Entries from a pointing dataset:
================

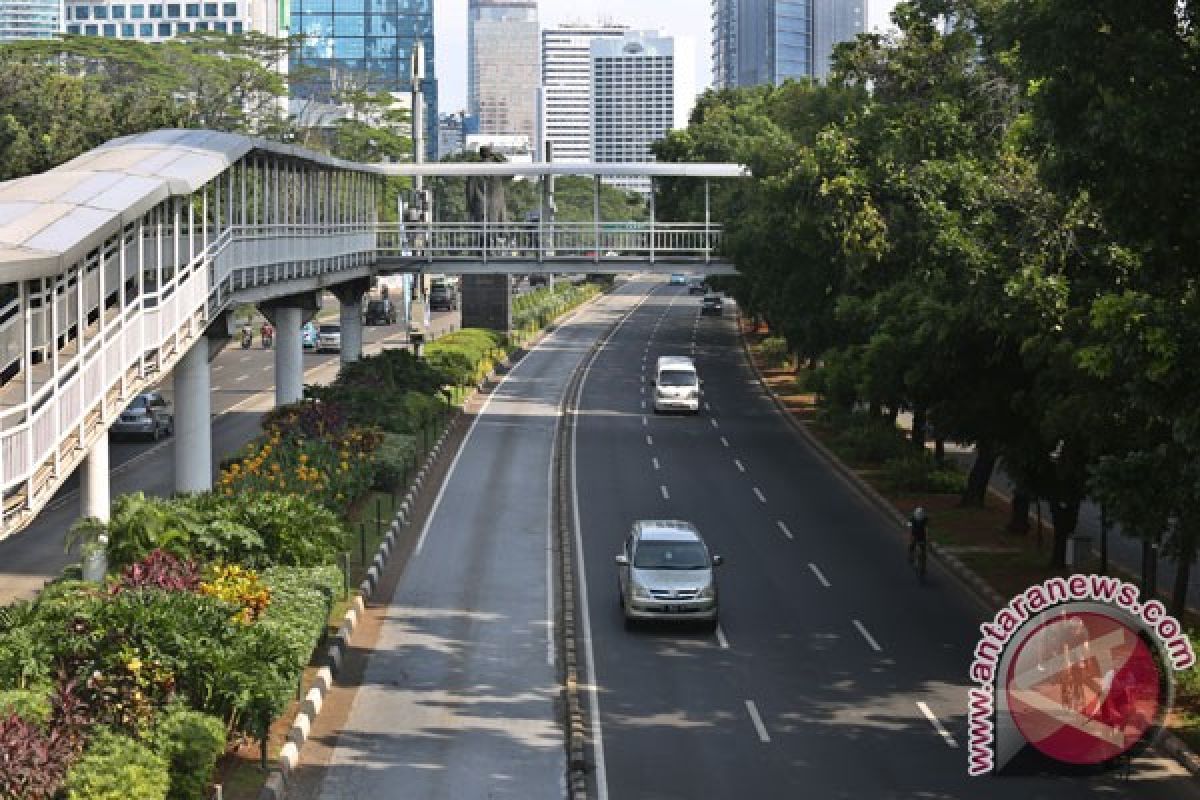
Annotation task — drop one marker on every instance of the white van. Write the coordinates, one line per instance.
(676, 385)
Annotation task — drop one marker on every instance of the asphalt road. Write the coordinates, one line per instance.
(243, 388)
(460, 695)
(833, 673)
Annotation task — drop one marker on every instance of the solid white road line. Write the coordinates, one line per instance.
(821, 577)
(867, 635)
(757, 722)
(937, 725)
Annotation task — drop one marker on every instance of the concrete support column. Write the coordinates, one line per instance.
(193, 420)
(349, 298)
(94, 492)
(288, 355)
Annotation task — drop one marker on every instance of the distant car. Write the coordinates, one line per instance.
(443, 298)
(665, 572)
(309, 336)
(149, 415)
(381, 312)
(329, 338)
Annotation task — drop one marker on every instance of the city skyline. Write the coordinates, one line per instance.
(678, 18)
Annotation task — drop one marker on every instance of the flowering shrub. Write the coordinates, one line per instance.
(160, 570)
(238, 587)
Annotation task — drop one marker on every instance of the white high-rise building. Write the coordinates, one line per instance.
(567, 88)
(30, 19)
(641, 88)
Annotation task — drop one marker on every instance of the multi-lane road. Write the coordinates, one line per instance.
(833, 673)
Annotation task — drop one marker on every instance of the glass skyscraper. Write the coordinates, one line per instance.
(365, 43)
(769, 41)
(30, 19)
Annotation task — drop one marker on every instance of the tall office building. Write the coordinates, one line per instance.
(502, 66)
(366, 43)
(567, 88)
(641, 88)
(769, 41)
(30, 19)
(155, 22)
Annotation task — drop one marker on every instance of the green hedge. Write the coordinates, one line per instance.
(118, 768)
(191, 743)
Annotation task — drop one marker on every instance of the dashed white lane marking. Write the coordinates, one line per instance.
(867, 635)
(757, 722)
(937, 726)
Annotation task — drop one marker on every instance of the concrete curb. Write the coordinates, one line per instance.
(275, 787)
(1168, 741)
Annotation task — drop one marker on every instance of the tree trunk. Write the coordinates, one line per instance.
(918, 428)
(981, 474)
(1019, 521)
(1065, 515)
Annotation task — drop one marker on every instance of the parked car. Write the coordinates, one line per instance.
(443, 298)
(381, 312)
(149, 415)
(309, 336)
(712, 305)
(329, 338)
(665, 572)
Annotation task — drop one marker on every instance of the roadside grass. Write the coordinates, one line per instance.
(979, 537)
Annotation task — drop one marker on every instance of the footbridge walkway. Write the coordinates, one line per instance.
(125, 264)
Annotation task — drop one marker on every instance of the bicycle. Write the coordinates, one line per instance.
(918, 557)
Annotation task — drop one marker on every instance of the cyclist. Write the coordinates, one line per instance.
(918, 524)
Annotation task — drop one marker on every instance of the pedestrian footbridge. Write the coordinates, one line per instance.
(124, 264)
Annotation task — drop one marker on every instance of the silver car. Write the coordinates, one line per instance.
(665, 571)
(149, 415)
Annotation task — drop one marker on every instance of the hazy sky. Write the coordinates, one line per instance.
(691, 18)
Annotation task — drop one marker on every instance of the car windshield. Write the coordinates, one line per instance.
(677, 378)
(670, 555)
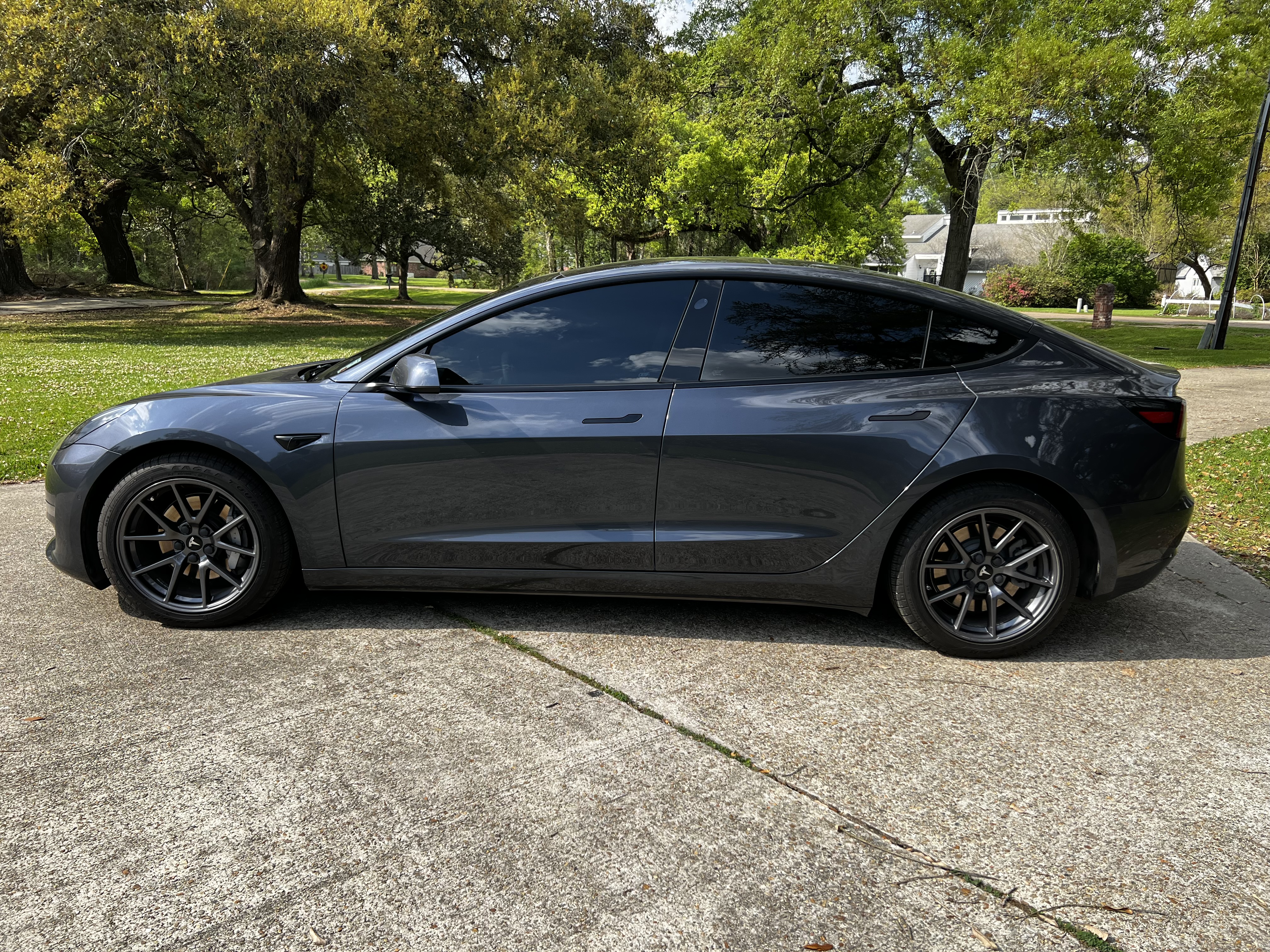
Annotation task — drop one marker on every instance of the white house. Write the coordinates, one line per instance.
(1188, 284)
(1016, 238)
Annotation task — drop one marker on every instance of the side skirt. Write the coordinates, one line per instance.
(709, 587)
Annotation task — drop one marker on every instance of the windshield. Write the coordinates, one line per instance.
(371, 352)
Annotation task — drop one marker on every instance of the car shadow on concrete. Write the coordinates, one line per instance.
(1176, 617)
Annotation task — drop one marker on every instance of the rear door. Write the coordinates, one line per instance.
(816, 407)
(546, 456)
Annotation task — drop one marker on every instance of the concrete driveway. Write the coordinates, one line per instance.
(365, 771)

================

> _SET TASK_
Omit the pictures, then quote the rest of the material above exactly.

> _CORRECT RESULT_
Annotation task — drop one marker on every instance of the white van. Write the coordinates, one line per instance.
(676, 385)
Annotation task — drop one marker on every instance of the asphalt road. Write the coordinates, one line per instance.
(243, 388)
(460, 695)
(833, 673)
Annotation task — drop one marker on every instance of the solid white road line. Write the coordinates, one line per instance.
(821, 577)
(867, 635)
(757, 722)
(937, 725)
Annotation task — drop one marker on every instance of the concrete support column. Write the coordinates, one line per instance.
(193, 420)
(349, 298)
(94, 492)
(288, 355)
Annotation task — drop one marker on every instance of the distant car. Write the coordinates, one line per instance.
(443, 298)
(665, 572)
(309, 336)
(149, 415)
(381, 312)
(329, 338)
Annotation task — drop one marker on every instance of the city skyline. Write the coordinates, one line per instance.
(678, 18)
Annotation task — drop one marker on every instance of the flowering shrub. Write the coordinates, one line per instance.
(160, 570)
(238, 587)
Annotation task — drop one marker on every instance of the white high-rise building. Write the coordinates, one line per instance.
(567, 88)
(30, 19)
(641, 88)
Annotation task — drop one marker on every instance of the multi-lane road. Write the coordinates, one line per instance.
(833, 673)
Annotation task — drop one marker on every instance of the glass skyscraper. Write the coordinates, one line per instance.
(365, 43)
(769, 41)
(30, 19)
Annotation task — drop one marker on every instance of the tall office building. Write the coordinates, one line per instance.
(502, 66)
(366, 43)
(567, 88)
(641, 88)
(769, 41)
(30, 19)
(155, 22)
Annotation task — drop one marker on every instance of the green hedge. Write the coordinates, one line per instance.
(118, 768)
(191, 743)
Annotation task — drop one marker on every instance of the dashed white lane marking. Write the coordinates, one line per instance.
(867, 635)
(757, 722)
(937, 726)
Annotation task — drop one marker on every instance of the concrete curb. Write the coordinates, one line per instance.
(275, 787)
(1168, 741)
Annotation task — drop one marker on every instance of the tree trunk. Write the coordinates, one line per instance.
(918, 428)
(981, 474)
(1019, 521)
(1065, 515)
Annotation task — drop one marker on every instance of the parked car. Write the coordinates, one line per instance.
(443, 298)
(381, 312)
(149, 415)
(309, 336)
(712, 305)
(329, 338)
(665, 572)
Annotation task — drop one marker on every instance of the roadside grass. Write the coordinates, one line per instance.
(979, 537)
Annotation task — drop one marker on every instance of the footbridge walkway. Write the coordinates, one line per instance.
(125, 264)
Annotation task — drop one marker on every instance of the bicycle. Write the coordinates, one line per instance.
(918, 557)
Annotation task — drop one marker on every instance of the cyclist. Write the coordinates, one line per instance.
(918, 524)
Annotation task — drop one marker on every instance of the pedestrian footbridge. Write the coordinates, one line per instance.
(124, 264)
Annotation task — drop one marker on every instance of the silver car. Write the coordinates, one line per instance.
(665, 571)
(149, 415)
Annotation task — drop one marker on every instance of the hazy sky. Write the coordinates, one line per instance.
(691, 18)
Annotation task — drop one marker on every instance of the car windshield. Write the coordinates, one line per instance.
(677, 378)
(670, 555)
Annotation task — drop one marker on every instance of the white house. Write the coordinates, one line per instance.
(1188, 284)
(1016, 238)
Annotation task — drop one marker on every instance of the side skirt. Write the coordinates, one line per instance.
(709, 587)
Annotation task — drop one marker on every instance of the windshield. Write the coordinates, one line per instance.
(371, 352)
Annotation task — drop one marker on every instance of the car shadow on concrete. Write the coordinates, one line per instance.
(1176, 617)
Annotation task — drop one marker on every instance of the rear door. Write the coordinates, one line per instance.
(816, 407)
(546, 456)
Annotation task — drop one marker on every instance of the concrete driveway. Write the coordinates, one line per instance.
(365, 771)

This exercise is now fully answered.